Yapılacak iş:
Kaynak metne göre şu soruları yanıtlayın:
(a) Beraat hükmünü, ilk derece mahkemesi sıfatıyla yargılama yaparak hangi daire verdi?
(b) Yargıtay Cumhuriyet Başsavcılığının tebliğnamesi hangi istemi taşıyordu?
(c) Sanık, suç tarihinde hangi görevdeydi?

Esas No: 2012/4.MD-265
Karar No: 2012/246
Yargıtay Ceza Genel Kurulu 2012/4.MD-265 Esas 2012/246 Karar Sayılı İlamı
- GÖREVİ KÖTÜYE KULLANMA SUÇU
- BAKANLIKLAR VE BAĞLI KURULUŞLARDA ATAMA USULÜNE İLİŞKİN KANUN (2451) Madde 2
- TÜRK CEZA KANUNU (TCK) (5237) Madde 257
"İçtihat Metni"
Görevi kötüye kullanma suçundan sanık Necat’ın beraatına ilişkin, ilk derece mahkemesi sıfatıyla yargılama yapan Yargıtay 4. Ceza Dairesince verilen 15.12.2011 gün ve 24-22 sayılı hüküm katılan vekili tarafından temyiz edilmiştir.
Yargıtay Cumhuriyet Başsavcılığının 06.02.2012 gün ve 124 sayılı “onama” istemli tebliğnamesiyle Yargıtay Birinci Başkanlığına gönderilen dosya, Ceza Genel Kurulunca değerlendirilmiş ve açıklanan gerekçelerle karara bağlanmıştır.
TÜRK MİLLETİ ADINA
CEZA GENEL KURULU KARARI
Sanığın, görevi kötüye kullanma suçundan beraatına karar verilen somut olayda, Yargıtay Ceza Genel Kurulunca çözümlenmesi gereken uyuşmazlık, suç tarihinde Milli Eğitim Bakanlığı müsteşarı olan sanığın görevi kötüye kullanma suçunu işleyip, işlemediğinin belirlenmesine ilişkindir.

Gösterilen satırlar:
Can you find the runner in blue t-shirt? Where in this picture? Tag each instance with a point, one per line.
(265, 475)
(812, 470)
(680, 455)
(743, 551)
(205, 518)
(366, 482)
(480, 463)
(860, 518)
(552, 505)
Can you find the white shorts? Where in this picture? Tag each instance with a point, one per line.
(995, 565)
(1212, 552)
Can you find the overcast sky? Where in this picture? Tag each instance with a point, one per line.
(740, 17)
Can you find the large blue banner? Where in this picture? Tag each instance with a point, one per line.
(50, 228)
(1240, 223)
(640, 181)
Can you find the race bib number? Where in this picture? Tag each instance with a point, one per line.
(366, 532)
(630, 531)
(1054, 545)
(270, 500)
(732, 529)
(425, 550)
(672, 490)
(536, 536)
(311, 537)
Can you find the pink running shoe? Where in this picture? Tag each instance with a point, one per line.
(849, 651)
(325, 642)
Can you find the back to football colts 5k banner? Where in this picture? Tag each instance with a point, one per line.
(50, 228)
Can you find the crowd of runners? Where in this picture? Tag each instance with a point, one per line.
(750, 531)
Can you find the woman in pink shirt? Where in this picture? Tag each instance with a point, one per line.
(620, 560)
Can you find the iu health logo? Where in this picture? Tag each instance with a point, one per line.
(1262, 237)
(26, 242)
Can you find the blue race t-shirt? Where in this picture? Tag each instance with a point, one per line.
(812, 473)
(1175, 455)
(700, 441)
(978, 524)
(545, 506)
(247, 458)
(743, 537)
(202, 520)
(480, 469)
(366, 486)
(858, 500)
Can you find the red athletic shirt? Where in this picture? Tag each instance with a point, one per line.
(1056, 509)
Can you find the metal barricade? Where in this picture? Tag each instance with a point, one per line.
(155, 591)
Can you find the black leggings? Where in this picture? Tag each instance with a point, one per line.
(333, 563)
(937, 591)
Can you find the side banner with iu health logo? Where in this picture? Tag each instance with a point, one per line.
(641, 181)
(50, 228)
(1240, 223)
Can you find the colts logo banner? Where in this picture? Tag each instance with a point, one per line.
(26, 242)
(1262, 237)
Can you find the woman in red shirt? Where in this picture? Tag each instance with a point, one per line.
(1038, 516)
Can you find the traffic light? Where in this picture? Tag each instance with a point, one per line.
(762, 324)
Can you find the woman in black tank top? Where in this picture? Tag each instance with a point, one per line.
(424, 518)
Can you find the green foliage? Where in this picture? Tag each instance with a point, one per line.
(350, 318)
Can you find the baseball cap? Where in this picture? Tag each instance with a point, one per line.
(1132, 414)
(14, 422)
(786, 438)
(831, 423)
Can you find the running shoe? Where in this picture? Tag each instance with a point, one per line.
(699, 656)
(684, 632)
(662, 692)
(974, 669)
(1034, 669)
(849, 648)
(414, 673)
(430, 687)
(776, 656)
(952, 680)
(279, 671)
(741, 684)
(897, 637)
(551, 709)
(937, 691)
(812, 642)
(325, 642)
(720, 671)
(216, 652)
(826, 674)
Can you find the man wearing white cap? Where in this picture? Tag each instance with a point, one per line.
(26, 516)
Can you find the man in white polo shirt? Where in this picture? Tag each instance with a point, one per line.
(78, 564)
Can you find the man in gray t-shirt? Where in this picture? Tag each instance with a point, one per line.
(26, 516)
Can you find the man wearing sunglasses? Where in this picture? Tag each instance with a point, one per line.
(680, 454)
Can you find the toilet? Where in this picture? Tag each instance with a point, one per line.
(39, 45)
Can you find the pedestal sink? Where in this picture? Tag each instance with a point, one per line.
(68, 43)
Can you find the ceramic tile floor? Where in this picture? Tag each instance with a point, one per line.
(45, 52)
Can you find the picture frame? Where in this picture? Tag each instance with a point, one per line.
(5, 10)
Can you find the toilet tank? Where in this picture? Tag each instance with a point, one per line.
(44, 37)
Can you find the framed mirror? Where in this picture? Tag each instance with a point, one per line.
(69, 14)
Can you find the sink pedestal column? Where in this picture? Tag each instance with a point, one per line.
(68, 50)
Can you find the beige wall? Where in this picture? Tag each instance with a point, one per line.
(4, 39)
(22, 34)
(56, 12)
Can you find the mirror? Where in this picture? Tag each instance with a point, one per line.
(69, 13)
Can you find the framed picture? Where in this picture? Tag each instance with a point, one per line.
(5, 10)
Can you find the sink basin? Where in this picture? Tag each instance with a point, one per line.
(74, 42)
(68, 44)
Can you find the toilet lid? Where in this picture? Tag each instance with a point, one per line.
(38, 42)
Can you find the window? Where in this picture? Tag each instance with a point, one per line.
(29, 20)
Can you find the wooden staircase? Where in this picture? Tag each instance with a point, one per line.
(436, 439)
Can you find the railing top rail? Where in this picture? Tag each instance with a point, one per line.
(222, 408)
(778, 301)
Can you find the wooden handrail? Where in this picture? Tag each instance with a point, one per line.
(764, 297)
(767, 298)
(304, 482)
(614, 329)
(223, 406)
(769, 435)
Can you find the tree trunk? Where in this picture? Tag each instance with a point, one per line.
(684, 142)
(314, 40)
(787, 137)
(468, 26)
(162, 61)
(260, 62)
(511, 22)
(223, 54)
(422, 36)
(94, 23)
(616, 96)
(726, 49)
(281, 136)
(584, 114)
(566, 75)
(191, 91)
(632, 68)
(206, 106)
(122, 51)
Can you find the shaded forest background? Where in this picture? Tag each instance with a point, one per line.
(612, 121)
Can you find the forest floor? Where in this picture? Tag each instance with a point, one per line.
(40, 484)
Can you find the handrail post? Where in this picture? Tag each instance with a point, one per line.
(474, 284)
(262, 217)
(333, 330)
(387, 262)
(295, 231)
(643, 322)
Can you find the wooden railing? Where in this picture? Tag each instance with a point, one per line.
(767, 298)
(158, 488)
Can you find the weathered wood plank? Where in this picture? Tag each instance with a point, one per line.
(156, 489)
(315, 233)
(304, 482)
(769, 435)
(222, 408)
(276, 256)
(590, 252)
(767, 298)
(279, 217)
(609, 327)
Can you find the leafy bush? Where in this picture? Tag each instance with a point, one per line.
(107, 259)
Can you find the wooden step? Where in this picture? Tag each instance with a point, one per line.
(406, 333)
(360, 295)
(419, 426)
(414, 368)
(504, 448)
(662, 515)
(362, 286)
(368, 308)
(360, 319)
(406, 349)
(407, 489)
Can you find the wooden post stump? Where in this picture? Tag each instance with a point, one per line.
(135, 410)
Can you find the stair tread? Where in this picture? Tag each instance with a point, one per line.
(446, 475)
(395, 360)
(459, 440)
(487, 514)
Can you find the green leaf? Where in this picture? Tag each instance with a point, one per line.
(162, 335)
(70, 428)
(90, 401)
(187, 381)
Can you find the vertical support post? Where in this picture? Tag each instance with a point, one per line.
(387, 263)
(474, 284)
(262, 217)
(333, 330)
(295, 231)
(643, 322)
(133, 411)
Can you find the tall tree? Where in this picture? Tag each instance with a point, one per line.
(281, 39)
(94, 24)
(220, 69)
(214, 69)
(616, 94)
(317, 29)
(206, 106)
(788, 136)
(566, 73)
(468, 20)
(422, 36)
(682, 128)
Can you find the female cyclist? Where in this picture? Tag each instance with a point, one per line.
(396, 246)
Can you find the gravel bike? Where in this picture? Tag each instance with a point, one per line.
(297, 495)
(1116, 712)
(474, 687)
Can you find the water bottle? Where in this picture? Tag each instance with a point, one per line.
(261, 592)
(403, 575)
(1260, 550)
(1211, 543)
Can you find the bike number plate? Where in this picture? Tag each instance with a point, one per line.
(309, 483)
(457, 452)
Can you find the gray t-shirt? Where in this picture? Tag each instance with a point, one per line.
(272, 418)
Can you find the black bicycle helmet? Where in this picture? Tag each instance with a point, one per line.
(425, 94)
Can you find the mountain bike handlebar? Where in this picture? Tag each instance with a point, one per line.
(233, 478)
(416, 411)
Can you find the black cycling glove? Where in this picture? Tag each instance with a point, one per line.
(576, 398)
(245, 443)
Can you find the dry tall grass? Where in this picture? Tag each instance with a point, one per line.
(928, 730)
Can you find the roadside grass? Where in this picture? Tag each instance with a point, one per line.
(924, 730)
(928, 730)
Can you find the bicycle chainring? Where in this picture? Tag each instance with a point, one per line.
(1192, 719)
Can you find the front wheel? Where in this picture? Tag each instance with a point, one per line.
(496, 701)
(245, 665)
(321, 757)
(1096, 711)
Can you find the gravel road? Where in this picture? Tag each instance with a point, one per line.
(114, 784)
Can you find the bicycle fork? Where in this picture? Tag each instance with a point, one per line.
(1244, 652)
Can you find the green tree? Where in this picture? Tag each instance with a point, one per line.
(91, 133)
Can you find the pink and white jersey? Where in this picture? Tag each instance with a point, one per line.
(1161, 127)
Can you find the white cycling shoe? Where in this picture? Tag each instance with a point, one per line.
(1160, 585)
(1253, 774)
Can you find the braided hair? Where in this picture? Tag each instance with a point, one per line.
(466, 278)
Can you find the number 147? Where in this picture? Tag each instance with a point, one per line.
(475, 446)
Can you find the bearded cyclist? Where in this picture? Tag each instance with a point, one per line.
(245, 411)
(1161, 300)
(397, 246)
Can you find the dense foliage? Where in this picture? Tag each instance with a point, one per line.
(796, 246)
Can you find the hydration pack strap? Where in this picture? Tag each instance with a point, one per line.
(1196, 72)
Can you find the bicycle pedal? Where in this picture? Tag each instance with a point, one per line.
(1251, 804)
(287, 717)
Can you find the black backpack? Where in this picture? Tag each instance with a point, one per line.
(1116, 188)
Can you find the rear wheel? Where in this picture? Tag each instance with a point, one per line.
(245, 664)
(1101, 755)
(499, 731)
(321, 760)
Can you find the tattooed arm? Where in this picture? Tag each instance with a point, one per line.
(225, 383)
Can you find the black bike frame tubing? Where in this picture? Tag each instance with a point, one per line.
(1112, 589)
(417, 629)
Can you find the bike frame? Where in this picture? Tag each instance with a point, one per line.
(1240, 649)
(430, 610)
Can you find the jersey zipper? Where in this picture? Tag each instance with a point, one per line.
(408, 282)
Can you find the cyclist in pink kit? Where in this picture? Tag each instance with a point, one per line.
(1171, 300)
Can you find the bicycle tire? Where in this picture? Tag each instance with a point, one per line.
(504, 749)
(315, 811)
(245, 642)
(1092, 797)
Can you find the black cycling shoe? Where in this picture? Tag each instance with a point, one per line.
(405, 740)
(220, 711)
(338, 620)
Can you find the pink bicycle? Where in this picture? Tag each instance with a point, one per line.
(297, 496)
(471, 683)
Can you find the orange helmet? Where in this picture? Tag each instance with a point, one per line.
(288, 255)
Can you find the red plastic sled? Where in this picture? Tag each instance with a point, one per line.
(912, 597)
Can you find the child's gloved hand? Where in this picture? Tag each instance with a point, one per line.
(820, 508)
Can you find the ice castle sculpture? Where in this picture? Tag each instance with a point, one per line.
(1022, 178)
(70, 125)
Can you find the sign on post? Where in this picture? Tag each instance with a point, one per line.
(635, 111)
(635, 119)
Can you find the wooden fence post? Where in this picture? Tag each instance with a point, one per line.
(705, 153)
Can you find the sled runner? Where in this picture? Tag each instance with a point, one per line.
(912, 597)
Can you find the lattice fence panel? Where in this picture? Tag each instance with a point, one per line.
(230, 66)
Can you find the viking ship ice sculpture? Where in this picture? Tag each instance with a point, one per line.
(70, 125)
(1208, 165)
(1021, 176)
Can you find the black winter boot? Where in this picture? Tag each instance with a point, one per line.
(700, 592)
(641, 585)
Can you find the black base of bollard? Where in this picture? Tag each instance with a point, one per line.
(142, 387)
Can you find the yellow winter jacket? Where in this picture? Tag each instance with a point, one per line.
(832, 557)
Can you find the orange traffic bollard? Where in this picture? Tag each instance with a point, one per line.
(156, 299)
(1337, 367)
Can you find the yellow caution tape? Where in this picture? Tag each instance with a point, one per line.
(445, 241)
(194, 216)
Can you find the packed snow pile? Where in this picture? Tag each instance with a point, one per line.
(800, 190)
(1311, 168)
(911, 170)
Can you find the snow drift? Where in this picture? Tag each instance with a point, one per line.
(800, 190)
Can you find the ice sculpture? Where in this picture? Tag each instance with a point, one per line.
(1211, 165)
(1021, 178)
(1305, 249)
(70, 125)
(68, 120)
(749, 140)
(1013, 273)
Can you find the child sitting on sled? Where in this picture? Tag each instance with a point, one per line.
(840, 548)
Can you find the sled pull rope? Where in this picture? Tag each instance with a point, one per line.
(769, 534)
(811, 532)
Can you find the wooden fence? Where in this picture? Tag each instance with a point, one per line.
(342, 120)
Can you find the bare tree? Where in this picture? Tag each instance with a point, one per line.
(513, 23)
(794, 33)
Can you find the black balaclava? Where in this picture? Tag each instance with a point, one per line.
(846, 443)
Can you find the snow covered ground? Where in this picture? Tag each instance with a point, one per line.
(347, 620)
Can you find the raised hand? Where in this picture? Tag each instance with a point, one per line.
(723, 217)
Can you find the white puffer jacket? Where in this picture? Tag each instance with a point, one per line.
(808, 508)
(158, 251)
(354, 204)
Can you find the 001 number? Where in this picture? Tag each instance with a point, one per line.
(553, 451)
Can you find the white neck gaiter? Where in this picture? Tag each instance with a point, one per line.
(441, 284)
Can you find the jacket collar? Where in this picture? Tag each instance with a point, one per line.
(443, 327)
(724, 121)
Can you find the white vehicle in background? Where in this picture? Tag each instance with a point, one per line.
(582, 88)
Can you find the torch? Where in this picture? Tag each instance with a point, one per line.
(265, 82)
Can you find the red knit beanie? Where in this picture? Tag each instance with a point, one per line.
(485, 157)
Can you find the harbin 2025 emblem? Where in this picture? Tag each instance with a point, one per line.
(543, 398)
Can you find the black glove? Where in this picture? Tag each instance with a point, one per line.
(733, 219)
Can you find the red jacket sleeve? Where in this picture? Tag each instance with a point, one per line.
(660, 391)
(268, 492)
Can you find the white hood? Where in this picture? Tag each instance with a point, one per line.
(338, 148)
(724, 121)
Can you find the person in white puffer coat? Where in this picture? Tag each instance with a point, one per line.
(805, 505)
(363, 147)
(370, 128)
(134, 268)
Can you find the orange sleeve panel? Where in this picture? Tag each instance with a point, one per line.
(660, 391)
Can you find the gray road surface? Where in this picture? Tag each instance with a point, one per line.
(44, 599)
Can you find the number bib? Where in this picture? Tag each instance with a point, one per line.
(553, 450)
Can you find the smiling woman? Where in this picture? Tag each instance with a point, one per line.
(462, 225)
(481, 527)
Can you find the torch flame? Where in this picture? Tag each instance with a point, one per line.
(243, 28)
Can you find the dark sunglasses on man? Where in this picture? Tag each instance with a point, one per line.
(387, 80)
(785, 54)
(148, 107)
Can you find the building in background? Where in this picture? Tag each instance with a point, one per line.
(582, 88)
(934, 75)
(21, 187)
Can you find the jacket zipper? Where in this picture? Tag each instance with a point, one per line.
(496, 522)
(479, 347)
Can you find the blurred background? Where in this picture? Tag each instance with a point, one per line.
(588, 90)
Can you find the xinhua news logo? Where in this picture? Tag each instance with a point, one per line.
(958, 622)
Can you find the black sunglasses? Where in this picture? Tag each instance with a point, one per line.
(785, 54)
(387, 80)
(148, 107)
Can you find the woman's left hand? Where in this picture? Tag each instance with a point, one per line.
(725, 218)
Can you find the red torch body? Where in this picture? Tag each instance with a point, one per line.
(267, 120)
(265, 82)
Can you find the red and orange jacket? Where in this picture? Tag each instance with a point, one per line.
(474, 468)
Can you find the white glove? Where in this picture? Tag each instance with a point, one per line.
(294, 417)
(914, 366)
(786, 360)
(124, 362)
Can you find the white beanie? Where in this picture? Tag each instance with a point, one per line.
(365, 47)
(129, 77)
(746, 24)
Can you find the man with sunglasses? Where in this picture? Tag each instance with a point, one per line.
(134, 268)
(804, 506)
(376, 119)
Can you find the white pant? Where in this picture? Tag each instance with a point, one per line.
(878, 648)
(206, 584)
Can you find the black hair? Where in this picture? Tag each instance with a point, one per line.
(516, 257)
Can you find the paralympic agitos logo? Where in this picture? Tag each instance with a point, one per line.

Tamamlanmış alıştırma:
(a) Yargıtay 4. Ceza Dairesi
(b) "Onama" istemi
(c) Milli Eğitim Bakanlığı müsteşarı